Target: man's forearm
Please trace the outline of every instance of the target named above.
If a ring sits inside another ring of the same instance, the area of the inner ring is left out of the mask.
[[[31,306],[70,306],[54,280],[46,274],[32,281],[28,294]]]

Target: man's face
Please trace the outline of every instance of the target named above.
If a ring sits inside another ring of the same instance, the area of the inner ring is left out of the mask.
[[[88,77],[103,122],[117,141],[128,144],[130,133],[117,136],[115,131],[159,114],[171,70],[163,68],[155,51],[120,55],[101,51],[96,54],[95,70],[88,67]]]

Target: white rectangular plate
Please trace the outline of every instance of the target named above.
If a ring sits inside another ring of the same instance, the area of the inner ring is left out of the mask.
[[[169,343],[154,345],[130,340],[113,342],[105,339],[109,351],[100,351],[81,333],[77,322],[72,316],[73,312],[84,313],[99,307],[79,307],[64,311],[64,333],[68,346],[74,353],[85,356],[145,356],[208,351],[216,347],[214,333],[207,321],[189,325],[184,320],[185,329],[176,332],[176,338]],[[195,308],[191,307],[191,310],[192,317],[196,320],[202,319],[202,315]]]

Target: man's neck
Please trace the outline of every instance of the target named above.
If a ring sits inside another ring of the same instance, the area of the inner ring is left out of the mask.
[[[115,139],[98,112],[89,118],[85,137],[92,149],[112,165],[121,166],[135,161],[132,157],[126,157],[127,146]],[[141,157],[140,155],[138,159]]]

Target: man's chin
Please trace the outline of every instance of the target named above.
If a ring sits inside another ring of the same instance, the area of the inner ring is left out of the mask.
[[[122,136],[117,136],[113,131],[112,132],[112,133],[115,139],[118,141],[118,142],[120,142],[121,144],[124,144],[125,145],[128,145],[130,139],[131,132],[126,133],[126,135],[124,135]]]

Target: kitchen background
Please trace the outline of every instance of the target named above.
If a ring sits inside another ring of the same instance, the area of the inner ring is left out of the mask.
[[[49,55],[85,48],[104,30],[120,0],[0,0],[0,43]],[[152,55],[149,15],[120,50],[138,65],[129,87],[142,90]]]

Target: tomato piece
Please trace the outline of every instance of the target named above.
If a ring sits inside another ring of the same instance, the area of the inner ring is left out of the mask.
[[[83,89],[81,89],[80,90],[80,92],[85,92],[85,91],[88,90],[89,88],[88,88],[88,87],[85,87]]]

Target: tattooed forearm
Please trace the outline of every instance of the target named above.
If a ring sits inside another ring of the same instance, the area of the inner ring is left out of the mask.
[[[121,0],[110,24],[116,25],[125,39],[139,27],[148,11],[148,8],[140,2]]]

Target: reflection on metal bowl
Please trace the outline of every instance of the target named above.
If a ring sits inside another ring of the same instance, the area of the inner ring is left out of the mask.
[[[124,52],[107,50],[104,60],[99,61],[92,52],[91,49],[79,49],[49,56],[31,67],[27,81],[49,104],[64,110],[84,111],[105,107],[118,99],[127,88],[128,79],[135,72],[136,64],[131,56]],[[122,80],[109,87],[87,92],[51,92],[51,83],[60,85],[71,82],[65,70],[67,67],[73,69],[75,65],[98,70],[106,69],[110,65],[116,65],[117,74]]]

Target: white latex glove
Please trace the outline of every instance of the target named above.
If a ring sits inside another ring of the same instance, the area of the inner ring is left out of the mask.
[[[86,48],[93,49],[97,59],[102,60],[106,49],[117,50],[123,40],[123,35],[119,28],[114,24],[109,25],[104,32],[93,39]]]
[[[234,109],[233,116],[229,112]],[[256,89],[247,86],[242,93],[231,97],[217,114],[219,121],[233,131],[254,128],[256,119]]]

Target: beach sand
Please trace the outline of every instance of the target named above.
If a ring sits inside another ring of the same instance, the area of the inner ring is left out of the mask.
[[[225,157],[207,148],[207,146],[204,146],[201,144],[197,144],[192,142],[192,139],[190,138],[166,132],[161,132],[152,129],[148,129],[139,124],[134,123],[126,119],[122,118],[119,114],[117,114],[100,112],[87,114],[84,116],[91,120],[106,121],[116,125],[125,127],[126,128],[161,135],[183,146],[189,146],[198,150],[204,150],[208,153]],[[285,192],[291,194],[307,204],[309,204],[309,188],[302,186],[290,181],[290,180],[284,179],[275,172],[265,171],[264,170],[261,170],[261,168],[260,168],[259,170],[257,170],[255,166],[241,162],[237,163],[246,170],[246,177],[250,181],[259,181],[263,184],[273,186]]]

■ **Request**
Every record should be repeated exactly; please leave none out.

■ **Full response**
Target: man's forearm
Please trace the outline of every instance of the target named above.
If a ring sits inside another ring of the same instance, the area of the inner ring is left out of the mask.
[[[31,306],[70,306],[54,280],[46,274],[32,281],[28,294]]]

Target: man's face
Please trace the outline of every instance of the target named above.
If a ring sits inside another ring of the same instance, the area of the inner ring is left out of the mask.
[[[88,77],[103,122],[117,141],[128,144],[130,133],[117,136],[115,131],[159,114],[171,70],[163,68],[155,51],[120,55],[101,51],[96,54],[95,70],[88,67]]]

Target: white rectangular plate
Please trace the outline of every instance of the target named above.
If a ring sits inside another ring of the same instance, the area of the inner ring is left out of the mask.
[[[169,343],[154,345],[130,340],[113,342],[105,339],[109,351],[100,351],[81,333],[77,322],[72,316],[73,312],[84,313],[99,307],[79,307],[64,311],[64,333],[68,346],[74,353],[85,356],[145,356],[208,351],[216,347],[214,333],[207,321],[189,325],[184,320],[185,329],[176,332],[176,338]],[[195,308],[191,307],[191,310],[192,317],[196,320],[202,319],[202,315]]]

Target: man's neck
Please trace the outline of every instance of the target named above.
If a ring sits inside another ring of the same instance, the area of the inner ring is left out of the mask.
[[[115,139],[98,112],[89,118],[85,137],[92,149],[112,165],[121,166],[135,161],[132,157],[126,157],[127,146]],[[141,157],[140,155],[138,159]]]

Target: man's chin
Please trace the outline of every instance of the target named above.
If a ring sits inside another ring of the same instance, the area of the inner ring is left out of the mask.
[[[122,136],[117,136],[113,131],[112,132],[112,133],[115,139],[118,141],[118,142],[120,142],[121,144],[124,144],[125,145],[128,145],[130,139],[131,132],[126,133],[126,135],[124,135]]]

Target: kitchen background
Please trace the outline of every instance of the target named above.
If a ring sits inside another ring of the same instance, the area of the inner ring is left out of the mask.
[[[49,55],[85,48],[104,30],[120,0],[0,0],[0,43]],[[152,55],[149,15],[120,50],[138,65],[129,87],[142,90]]]

Target: tomato piece
Please trace the outline of every instance of the target named above.
If a ring sits inside another ring of the same instance, the area of the inner ring is left out of the mask.
[[[83,89],[81,89],[80,90],[80,92],[85,92],[85,91],[88,90],[89,88],[88,88],[88,87],[85,87]]]

Target: tattooed forearm
Please trace the outline of every instance of the target named above.
If a ring sits inside another ring of the same instance, the area of the inner ring is left out of the mask.
[[[121,0],[110,24],[116,25],[125,39],[139,27],[148,11],[148,8],[140,2]]]

Target: reflection on metal bowl
Please trace the outline of every instance of the target named above.
If a ring sits inside another ring of the same instance, the area of the inner ring is left out of the mask.
[[[124,52],[107,50],[104,60],[99,61],[92,52],[91,49],[79,49],[49,56],[31,67],[27,81],[49,104],[64,110],[84,111],[105,107],[118,99],[127,88],[128,79],[135,72],[136,64],[131,56]],[[122,80],[109,87],[87,92],[51,92],[51,83],[60,85],[71,82],[65,70],[67,67],[73,69],[75,65],[98,70],[106,69],[110,65],[116,65],[117,74]]]

Target: white latex glove
Please trace the outline of every instance of the target named above.
If a ring sits inside another ring of the same instance, the area of the inner ring is left out of the mask.
[[[86,48],[93,49],[97,59],[102,60],[106,49],[117,50],[123,40],[123,35],[119,28],[114,24],[109,25],[104,32],[93,39]]]
[[[234,109],[233,116],[229,112]],[[256,89],[247,86],[242,93],[231,97],[217,114],[219,121],[233,131],[254,128],[256,119]]]

Target: beach sand
Please trace the outline of every instance of the target named above.
If a ring sits inside another ring of the same instance, the area of the inner ring is left out of the mask.
[[[225,157],[207,148],[207,146],[204,146],[201,144],[197,144],[192,142],[192,139],[190,138],[166,132],[161,132],[152,129],[148,129],[139,124],[134,123],[126,119],[122,118],[119,114],[117,114],[100,112],[87,114],[84,116],[91,120],[106,121],[116,125],[125,127],[126,128],[161,135],[183,146],[189,146],[198,150],[204,150],[208,153]],[[285,192],[291,194],[307,204],[309,204],[309,188],[302,186],[290,181],[290,180],[284,179],[275,172],[265,171],[264,170],[261,170],[261,168],[260,168],[259,170],[257,170],[255,166],[241,162],[237,163],[246,170],[246,177],[250,181],[259,181],[263,184],[273,186]]]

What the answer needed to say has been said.